*Material provided*.
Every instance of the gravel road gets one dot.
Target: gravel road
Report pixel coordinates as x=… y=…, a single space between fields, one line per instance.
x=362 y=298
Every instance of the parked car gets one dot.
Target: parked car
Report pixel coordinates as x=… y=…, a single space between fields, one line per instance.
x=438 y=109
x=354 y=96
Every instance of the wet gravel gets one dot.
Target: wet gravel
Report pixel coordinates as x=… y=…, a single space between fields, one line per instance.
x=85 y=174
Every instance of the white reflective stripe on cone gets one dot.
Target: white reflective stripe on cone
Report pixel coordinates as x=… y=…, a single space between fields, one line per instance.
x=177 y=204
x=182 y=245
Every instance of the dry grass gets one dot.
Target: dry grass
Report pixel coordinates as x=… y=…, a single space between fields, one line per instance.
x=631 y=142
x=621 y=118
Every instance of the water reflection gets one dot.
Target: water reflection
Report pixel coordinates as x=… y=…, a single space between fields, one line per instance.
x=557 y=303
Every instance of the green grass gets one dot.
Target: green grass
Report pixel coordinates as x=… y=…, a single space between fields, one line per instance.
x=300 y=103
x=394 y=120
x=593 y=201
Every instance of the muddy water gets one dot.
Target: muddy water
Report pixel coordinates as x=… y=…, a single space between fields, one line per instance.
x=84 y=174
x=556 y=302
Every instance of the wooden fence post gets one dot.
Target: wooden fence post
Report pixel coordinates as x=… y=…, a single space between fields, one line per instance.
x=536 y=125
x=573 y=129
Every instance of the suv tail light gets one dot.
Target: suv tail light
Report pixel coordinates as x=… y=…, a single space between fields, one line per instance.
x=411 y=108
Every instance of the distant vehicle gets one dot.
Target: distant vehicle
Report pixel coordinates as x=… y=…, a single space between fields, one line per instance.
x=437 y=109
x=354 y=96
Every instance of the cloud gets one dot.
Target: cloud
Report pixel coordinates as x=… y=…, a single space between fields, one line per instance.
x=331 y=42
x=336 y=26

*Problem description*. Write the records above as a two-column CSV with the header instruction,response. Use one row per record, with the record's text in the first column and its answer in the second, each in double quotes with line breaks turned into spaces.

*Response for this exercise*.
instruction,response
"Every instance of the gravel road gets one dot. Target: gravel road Report pixel coordinates as x=… y=…, a single space between fields, one line per instance.","x=362 y=298"
"Every instance of the parked car gets one dot. Target: parked car Report pixel coordinates as x=… y=…, a single space between fields, one line per instance.","x=438 y=109 x=354 y=96"
"Every instance of the wet gravel gets one dot. Target: wet gravel Report pixel coordinates as x=… y=…, a single space between fields, one line per instance.","x=85 y=174"
"Every instance of the white reflective stripe on cone gets one dot. Target: white reflective stripe on cone Report pixel coordinates as x=… y=…, a single space between fields, one line per instance.","x=177 y=204 x=182 y=245"
"Every instance of the dry grass gets one dot. Target: dry grass Report pixel coordinates as x=… y=…, a single space between fields, one line per instance.","x=631 y=142 x=621 y=118"
"Every instance of the water reflection gets one dot. Target: water reflection Report pixel coordinates as x=… y=…, a single space between fields, one line per instance.","x=557 y=303"
"Every instance of the green grass gets one dot. Target: green grass Report pixel coordinates as x=… y=…, a single space between fields, one line per instance.","x=300 y=103 x=394 y=120 x=593 y=201"
"Every instance of the muddy water gets one dot. Target: muddy water Report pixel coordinates as x=… y=…, a single space between fields, one line per instance.","x=84 y=174 x=556 y=302"
"Every instance of the wooden fence post gets one dot. Target: wooden fence post Report pixel coordinates as x=… y=…, a single space between fields, one line per instance.","x=536 y=125 x=573 y=129"
"Every instance of the suv tail light gets one dot. Target: suv tail light Report pixel coordinates as x=… y=…, a single space between fields, one line per instance.","x=411 y=108"
"Every instance of the distant vehicle gets one dot. Target: distant vehicle Report pixel coordinates as x=… y=…, a single space between fields, one line per instance.","x=437 y=109 x=354 y=96"
"Every instance of the cloud gets one dot. Target: cloud Report pixel coordinates as x=… y=…, a single space between fields, one line per instance.","x=331 y=42 x=336 y=26"